What you should do | Carry on the mailing-list reply about the git bisect skip crash from the point where it stops.

Source extract |
--- begin ---

From: Yasushi SHOJI <yasushi.shoji@gmail.com>
To: "Martin Ågren" <martin.agren@gmail.com>
Cc: "Ævar Arnfjörð Bjarmason" <avarab@gmail.com>,
"Git Mailing List" <git@vger.kernel.org>,
"Christian Couder" <chriscool@tuxfamily.org>,
"Junio C Hamano" <gitster@pobox.com>
Subject: Re: [BUG] v2.16.0-rc0 seg faults when git bisect skip
Date: Sat, 6 Jan 2018 23:27:13 +0900 [thread overview]
Message-ID: <CAELBRWJJYfRUxkzoeFfHQbSL5xzPQKt4srdoge=4K4n=ChN-TA@mail.gmail.com> (raw)
In-Reply-To: <20180106082116.11057-1-martin.agren@gmail.com>
Hi Martin,
Thank you for your comment.
I haven't have time to read the code carefully so bare with me.
On Sat, Jan 6, 2018 at 5:21 PM, Martin Ågren <martin.agren@gmail.com> wrote:
>> On Fri, Jan 5, 2018 at 11:45 AM, Yasushi SHOJI <yasushi.shoji@gmail.com> wrote:
>>> When does the list allowed to contain NULLs?
>
> Short answer: there are no commits left to test.

--- end ---

Raw records |

--- begin ---

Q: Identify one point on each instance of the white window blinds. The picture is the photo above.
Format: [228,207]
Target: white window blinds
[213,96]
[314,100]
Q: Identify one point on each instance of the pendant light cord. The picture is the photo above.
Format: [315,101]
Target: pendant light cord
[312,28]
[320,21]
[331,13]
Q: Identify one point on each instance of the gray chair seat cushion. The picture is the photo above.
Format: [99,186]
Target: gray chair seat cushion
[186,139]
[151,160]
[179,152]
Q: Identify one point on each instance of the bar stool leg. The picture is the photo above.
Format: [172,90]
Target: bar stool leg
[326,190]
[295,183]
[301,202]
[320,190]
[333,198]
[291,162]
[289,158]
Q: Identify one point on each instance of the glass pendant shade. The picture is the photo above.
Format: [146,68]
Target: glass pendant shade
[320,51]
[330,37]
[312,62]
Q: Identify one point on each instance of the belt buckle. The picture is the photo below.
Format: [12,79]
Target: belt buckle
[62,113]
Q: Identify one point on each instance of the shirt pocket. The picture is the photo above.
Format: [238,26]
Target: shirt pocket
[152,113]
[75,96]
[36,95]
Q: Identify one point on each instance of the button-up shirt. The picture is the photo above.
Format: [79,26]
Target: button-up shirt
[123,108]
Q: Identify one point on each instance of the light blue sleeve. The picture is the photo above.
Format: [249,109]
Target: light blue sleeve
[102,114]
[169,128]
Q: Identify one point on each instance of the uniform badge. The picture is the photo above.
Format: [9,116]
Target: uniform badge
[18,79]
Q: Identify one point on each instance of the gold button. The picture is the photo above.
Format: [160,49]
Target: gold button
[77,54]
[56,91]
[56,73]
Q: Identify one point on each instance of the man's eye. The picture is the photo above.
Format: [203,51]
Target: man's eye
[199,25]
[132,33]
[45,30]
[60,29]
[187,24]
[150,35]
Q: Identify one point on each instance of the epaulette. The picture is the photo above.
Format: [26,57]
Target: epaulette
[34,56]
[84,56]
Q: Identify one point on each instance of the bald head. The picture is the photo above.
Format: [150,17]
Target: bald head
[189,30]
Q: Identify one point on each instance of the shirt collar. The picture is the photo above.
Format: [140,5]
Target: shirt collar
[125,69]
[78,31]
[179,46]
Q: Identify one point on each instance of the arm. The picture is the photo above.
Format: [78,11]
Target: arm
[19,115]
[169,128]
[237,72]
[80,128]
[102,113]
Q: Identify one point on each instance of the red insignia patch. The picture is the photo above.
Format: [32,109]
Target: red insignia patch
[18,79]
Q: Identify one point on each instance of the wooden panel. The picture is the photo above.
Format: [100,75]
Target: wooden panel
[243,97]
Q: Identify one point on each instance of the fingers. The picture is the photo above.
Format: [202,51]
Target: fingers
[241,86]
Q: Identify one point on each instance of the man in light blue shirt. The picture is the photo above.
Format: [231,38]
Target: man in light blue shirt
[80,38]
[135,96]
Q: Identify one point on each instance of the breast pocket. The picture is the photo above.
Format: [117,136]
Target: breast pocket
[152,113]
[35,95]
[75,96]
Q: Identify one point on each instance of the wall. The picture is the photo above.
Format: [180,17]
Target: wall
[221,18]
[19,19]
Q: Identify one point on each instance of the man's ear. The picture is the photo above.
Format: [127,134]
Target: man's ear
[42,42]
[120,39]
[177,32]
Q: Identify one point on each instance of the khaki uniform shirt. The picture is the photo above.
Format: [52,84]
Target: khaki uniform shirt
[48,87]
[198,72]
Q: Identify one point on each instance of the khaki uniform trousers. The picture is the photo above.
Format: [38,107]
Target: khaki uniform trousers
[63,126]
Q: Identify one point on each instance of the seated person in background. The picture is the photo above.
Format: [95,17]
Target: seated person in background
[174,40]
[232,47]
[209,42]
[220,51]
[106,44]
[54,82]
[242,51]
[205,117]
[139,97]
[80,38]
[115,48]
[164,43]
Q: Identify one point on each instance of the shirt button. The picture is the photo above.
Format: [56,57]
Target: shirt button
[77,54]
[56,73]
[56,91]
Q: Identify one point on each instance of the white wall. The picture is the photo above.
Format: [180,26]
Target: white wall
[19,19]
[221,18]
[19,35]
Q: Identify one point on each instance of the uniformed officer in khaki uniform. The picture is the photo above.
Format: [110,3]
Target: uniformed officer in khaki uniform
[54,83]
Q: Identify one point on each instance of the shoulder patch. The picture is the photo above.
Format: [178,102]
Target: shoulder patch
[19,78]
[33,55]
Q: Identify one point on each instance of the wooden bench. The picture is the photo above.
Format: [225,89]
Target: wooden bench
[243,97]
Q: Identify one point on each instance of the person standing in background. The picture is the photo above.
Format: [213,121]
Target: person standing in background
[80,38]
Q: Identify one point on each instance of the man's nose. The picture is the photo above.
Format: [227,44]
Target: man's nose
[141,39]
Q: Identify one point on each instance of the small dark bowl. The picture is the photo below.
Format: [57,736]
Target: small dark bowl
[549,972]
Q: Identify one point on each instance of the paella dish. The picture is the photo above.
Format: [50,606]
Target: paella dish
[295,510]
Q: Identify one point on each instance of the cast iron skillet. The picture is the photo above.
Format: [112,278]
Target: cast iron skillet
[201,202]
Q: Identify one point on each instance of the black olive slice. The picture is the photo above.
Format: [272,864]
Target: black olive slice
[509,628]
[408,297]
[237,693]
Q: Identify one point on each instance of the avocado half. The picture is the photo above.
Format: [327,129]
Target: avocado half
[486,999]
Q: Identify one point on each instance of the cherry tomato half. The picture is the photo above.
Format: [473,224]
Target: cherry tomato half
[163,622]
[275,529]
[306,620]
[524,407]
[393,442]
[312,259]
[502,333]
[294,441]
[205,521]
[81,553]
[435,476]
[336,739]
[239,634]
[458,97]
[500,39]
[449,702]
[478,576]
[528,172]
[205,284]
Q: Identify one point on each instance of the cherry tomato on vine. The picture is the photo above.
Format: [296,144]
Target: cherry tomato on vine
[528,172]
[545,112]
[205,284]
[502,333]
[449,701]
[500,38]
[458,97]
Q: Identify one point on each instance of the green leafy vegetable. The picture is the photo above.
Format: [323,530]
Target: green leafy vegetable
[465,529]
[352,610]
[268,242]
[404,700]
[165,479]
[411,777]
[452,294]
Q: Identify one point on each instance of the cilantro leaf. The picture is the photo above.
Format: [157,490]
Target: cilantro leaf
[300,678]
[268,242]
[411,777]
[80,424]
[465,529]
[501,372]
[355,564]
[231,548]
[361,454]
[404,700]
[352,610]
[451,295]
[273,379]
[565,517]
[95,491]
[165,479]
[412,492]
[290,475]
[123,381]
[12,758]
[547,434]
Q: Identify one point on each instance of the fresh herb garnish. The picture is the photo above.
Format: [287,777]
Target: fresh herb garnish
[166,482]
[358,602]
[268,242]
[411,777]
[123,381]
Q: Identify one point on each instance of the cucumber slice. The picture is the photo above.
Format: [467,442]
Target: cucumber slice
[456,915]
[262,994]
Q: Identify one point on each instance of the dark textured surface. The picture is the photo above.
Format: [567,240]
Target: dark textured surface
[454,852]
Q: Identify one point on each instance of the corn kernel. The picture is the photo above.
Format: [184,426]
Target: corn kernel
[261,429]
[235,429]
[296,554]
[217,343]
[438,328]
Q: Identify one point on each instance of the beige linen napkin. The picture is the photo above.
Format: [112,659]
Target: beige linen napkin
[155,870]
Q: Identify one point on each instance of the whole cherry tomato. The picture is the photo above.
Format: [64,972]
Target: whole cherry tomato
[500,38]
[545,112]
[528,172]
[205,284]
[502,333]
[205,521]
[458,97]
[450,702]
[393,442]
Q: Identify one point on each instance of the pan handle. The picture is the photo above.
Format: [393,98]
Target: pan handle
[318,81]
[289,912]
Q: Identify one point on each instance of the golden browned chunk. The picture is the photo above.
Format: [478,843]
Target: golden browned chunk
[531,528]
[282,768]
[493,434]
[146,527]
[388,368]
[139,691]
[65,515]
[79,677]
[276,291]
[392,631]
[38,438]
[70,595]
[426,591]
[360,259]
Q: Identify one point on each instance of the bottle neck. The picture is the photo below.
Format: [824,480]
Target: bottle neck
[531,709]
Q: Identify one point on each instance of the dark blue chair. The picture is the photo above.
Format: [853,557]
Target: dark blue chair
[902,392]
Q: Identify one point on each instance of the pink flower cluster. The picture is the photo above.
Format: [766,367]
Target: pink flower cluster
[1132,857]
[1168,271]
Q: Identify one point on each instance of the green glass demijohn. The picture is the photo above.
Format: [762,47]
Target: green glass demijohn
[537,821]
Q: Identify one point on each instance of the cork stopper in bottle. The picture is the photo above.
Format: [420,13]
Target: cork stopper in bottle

--- end ---

Expected answer |
>
> The list is built in the for-loop in `find_bisection()`. So the
> technical answer is: if all commits in the initial list `commit_list`
> are UNINTERESTING (including if `commit_list` is empty to begin with).
>
> It's also helpful to study where we should end up from there. We should
> take the `if (!revs.commits)` branch in `bisect_next_all()`. That is, we
> should print either "There are only 'skip'ped commits left to test. The
> first bad commit could be any of:" or "<commit> was both good and bad".
best_bisection_sorted() seems to do
- get the commit list along with the number of elements in the list
- walk the list one by one to check whether a element have TREESAME or not
- if TREESAME, skip
- if not, add it to array
- sort the array by distance
- put elements back to the list
so, if you find TREESAME, you get less elements than given, right?
Also, if you sort, the last commit, which has NULL in the ->next,
might get in the middle of the array??
# BTW, is it really fast to use QSORT even if you have to convert to
# an array from list?
>>> Since nobody noticed it since 7c117184d7, it must be a rare case, right?
>
> Right, you marked a commit both good and bad. That's probably not very
> common. But it obviously happens. :-)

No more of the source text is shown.